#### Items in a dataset
------------------------------------

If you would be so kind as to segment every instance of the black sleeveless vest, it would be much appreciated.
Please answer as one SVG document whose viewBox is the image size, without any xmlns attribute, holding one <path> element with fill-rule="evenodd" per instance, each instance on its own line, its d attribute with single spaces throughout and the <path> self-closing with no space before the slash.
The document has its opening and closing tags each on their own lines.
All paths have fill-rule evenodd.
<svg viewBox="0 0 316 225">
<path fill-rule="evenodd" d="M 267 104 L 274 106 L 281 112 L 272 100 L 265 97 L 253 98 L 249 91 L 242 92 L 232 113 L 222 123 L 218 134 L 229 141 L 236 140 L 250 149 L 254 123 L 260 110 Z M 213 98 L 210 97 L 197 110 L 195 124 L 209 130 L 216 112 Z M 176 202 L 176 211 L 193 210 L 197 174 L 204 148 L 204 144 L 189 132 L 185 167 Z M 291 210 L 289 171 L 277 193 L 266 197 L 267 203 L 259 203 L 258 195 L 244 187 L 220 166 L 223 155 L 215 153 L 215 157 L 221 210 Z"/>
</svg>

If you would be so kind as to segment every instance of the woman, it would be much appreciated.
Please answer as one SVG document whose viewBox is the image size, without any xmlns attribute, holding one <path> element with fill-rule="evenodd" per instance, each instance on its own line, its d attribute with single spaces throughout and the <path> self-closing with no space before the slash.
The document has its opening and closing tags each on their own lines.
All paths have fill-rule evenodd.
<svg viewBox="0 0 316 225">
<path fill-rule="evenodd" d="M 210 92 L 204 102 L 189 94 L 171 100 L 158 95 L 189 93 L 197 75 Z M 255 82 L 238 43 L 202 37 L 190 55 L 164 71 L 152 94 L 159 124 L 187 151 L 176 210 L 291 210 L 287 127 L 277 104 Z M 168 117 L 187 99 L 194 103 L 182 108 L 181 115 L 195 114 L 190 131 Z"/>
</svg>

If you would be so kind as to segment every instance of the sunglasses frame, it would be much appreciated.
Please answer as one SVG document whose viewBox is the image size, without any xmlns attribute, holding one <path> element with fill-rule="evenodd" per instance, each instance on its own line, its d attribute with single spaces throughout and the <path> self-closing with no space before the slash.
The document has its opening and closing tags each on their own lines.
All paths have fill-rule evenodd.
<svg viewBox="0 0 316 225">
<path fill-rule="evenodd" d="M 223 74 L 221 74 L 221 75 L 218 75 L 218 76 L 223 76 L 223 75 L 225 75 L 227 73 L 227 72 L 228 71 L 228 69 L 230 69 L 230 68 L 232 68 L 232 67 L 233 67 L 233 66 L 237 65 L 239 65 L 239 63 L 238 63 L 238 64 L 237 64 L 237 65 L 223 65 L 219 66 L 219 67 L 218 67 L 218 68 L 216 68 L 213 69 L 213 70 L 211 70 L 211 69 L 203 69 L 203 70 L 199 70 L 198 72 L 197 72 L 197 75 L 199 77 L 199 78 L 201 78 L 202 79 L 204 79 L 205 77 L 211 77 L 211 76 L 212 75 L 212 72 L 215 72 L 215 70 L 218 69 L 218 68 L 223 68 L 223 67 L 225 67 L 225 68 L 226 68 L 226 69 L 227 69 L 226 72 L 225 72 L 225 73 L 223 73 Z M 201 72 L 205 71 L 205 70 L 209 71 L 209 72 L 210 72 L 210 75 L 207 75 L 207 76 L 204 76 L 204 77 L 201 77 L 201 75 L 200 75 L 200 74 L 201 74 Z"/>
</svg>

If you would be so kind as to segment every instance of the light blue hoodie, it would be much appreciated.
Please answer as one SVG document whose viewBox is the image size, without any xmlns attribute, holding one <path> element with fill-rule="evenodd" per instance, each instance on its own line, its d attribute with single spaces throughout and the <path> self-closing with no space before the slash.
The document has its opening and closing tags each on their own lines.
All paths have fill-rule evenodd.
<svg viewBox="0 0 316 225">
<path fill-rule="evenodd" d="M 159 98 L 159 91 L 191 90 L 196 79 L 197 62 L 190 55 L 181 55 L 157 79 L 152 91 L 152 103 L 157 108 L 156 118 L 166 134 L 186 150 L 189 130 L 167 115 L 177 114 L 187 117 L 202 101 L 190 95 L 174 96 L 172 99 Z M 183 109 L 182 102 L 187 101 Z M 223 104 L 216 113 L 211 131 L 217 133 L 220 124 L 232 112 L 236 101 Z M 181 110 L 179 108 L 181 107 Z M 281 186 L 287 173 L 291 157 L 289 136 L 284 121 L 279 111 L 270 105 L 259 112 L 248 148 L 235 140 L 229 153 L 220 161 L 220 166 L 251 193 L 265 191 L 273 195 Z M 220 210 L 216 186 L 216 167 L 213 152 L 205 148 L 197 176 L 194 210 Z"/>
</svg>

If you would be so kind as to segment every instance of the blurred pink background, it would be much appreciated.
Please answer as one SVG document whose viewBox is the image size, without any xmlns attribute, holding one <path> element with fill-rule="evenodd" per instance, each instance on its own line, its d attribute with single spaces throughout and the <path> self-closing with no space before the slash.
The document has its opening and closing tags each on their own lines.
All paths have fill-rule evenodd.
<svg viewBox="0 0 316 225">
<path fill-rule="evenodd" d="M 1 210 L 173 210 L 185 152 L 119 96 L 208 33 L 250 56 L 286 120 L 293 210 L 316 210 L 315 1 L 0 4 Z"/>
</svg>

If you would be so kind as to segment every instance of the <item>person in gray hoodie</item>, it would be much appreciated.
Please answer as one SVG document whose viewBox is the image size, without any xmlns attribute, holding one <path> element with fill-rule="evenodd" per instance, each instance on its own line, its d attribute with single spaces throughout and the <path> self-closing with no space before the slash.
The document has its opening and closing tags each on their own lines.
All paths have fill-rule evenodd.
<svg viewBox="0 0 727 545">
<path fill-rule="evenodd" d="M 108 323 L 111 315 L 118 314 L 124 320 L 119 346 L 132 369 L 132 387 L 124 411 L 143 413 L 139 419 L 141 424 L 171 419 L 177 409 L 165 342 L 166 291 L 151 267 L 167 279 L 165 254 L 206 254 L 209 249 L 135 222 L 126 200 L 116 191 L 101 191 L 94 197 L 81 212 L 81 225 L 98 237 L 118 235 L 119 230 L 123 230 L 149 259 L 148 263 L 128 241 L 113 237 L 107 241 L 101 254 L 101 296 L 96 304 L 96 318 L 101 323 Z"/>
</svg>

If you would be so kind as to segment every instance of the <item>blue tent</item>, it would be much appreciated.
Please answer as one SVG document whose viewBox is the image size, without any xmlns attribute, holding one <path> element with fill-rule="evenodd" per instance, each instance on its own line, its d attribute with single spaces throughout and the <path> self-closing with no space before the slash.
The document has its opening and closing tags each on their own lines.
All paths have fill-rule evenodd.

------------------------------------

#### Prompt
Copy the lines above exactly as they appear, all of them.

#### The solution
If you would be so kind as to segment every instance of the black sleeveless vest, it would be much appreciated.
Please answer as one SVG document whose viewBox is the image size, without any xmlns attribute, holding one <path> element with fill-rule="evenodd" per instance, each instance on its own line, its d attribute with single spaces throughout and the <path> self-closing with no space before the slash.
The document has its opening and closing tags each on their own lines.
All paths have fill-rule evenodd.
<svg viewBox="0 0 316 225">
<path fill-rule="evenodd" d="M 267 104 L 274 106 L 281 112 L 272 100 L 265 97 L 253 98 L 249 91 L 242 92 L 232 113 L 222 123 L 218 134 L 229 141 L 236 140 L 250 149 L 254 123 L 260 110 Z M 213 98 L 210 97 L 197 110 L 195 124 L 209 130 L 216 112 Z M 176 202 L 176 211 L 193 210 L 197 174 L 204 148 L 204 144 L 189 132 L 185 167 Z M 291 210 L 289 171 L 277 193 L 266 197 L 267 203 L 259 203 L 258 195 L 244 187 L 220 166 L 223 155 L 215 153 L 215 157 L 221 210 Z"/>
</svg>

If you would be so kind as to segment every instance of the woman, it would be much appreciated.
Please answer as one SVG document whose viewBox is the image size, without any xmlns attribute, holding one <path> element with fill-rule="evenodd" per instance, each instance on its own line, its d attribute with single spaces throughout and the <path> self-closing with no space before the slash.
The document has its opening and closing tags each on their own lines.
All paths have fill-rule evenodd.
<svg viewBox="0 0 316 225">
<path fill-rule="evenodd" d="M 210 92 L 204 102 L 189 94 L 171 100 L 158 95 L 189 93 L 197 75 Z M 255 82 L 238 43 L 202 37 L 190 55 L 164 71 L 152 94 L 159 124 L 187 151 L 176 210 L 291 210 L 287 127 L 277 104 Z M 168 117 L 187 99 L 194 103 L 182 108 L 181 115 L 195 114 L 190 131 Z"/>
</svg>

If you would be so kind as to segment every instance of the sunglasses frame, it would be much appreciated.
Please answer as one SVG document whose viewBox is the image size, without any xmlns attribute, holding one <path> element with fill-rule="evenodd" per instance, each instance on its own line, its d attribute with single spaces throughout and the <path> self-closing with no space before the slash.
The document has its opening and closing tags each on their own lines.
All paths have fill-rule evenodd.
<svg viewBox="0 0 316 225">
<path fill-rule="evenodd" d="M 223 74 L 221 74 L 221 75 L 218 75 L 218 76 L 223 76 L 223 75 L 225 75 L 227 73 L 227 72 L 228 71 L 228 69 L 230 69 L 230 68 L 232 68 L 232 67 L 233 67 L 233 66 L 237 65 L 239 65 L 239 63 L 238 63 L 238 64 L 237 64 L 237 65 L 223 65 L 219 66 L 219 67 L 218 67 L 218 68 L 216 68 L 213 69 L 213 70 L 211 70 L 211 69 L 203 69 L 203 70 L 199 70 L 198 72 L 197 72 L 197 75 L 199 77 L 199 78 L 201 78 L 202 79 L 204 79 L 205 77 L 211 77 L 211 76 L 212 75 L 212 72 L 215 72 L 215 70 L 218 69 L 218 68 L 223 68 L 223 67 L 225 67 L 225 68 L 226 68 L 226 69 L 227 69 L 226 72 L 225 72 L 225 73 L 223 73 Z M 201 72 L 205 71 L 205 70 L 209 71 L 209 72 L 210 72 L 210 75 L 207 75 L 207 76 L 204 76 L 204 77 L 201 77 L 201 75 L 200 75 L 200 74 L 201 74 Z"/>
</svg>

If you would be so kind as to segment every instance of the light blue hoodie, it would be much appreciated.
Please answer as one SVG document whose viewBox is the image size, without any xmlns attribute, holding one <path> element with fill-rule="evenodd" per instance, each instance on its own line, its d attribute with single spaces throughout and the <path> self-closing with no space before the slash.
The document has its opening and closing tags each on their own lines.
All paths have fill-rule evenodd.
<svg viewBox="0 0 316 225">
<path fill-rule="evenodd" d="M 159 98 L 159 91 L 191 90 L 196 79 L 197 62 L 190 55 L 181 55 L 157 79 L 152 91 L 152 103 L 157 108 L 156 118 L 166 134 L 186 150 L 189 130 L 167 115 L 177 114 L 187 117 L 202 101 L 190 95 L 174 96 L 172 99 Z M 183 109 L 182 102 L 187 101 Z M 223 104 L 216 113 L 211 131 L 217 133 L 220 124 L 232 112 L 236 101 Z M 181 110 L 179 108 L 181 107 Z M 281 186 L 287 173 L 291 157 L 289 136 L 284 121 L 279 111 L 270 105 L 259 112 L 248 148 L 235 140 L 229 153 L 220 161 L 220 166 L 251 193 L 265 191 L 273 195 Z M 220 210 L 216 186 L 216 167 L 213 152 L 205 148 L 197 176 L 194 210 Z"/>
</svg>

If you would be so kind as to segment every instance of the blurred pink background, it would be much appreciated.
Please answer as one SVG document whose viewBox is the image size, without any xmlns attribute, holding one <path> element with fill-rule="evenodd" per instance, each instance on its own line, its d attribute with single spaces throughout and the <path> self-closing with no space before the slash.
The document has its opening and closing tags each on their own lines.
All paths have fill-rule evenodd.
<svg viewBox="0 0 316 225">
<path fill-rule="evenodd" d="M 1 210 L 173 210 L 185 152 L 119 96 L 208 33 L 250 56 L 286 120 L 293 210 L 316 210 L 315 1 L 0 4 Z"/>
</svg>

If you would be so kind as to segment every instance of the <item>person in gray hoodie</item>, it would be much appreciated.
Please answer as one SVG document whose viewBox is the image size, without any xmlns attribute, holding one <path> element with fill-rule="evenodd" per instance, each instance on its own line, its d attribute with single spaces throughout and the <path> self-closing with no space before the slash.
The document has its opening and closing tags each on their own lines.
All paths have fill-rule evenodd.
<svg viewBox="0 0 727 545">
<path fill-rule="evenodd" d="M 108 323 L 111 315 L 118 314 L 124 320 L 119 346 L 132 369 L 132 387 L 124 411 L 143 413 L 139 419 L 141 424 L 171 419 L 177 409 L 165 342 L 166 291 L 151 267 L 167 279 L 165 254 L 206 254 L 209 249 L 135 222 L 126 200 L 116 191 L 101 191 L 94 197 L 81 212 L 81 225 L 98 237 L 118 235 L 119 230 L 123 230 L 149 259 L 148 263 L 128 241 L 113 237 L 107 241 L 101 254 L 101 296 L 96 304 L 96 318 L 101 323 Z"/>
</svg>

If you would be so kind as to segment every instance of the <item>blue tent</item>, it would be much appreciated.
Please answer as one SVG document whose viewBox is the image size, without any xmlns attribute, holding one <path> element with fill-rule="evenodd" per instance, each instance on its own line, its d attribute with single spaces throughout and the <path> self-closing with no space before the slash.
The document has its opening and closing tags each on their own lines.
All paths have fill-rule evenodd.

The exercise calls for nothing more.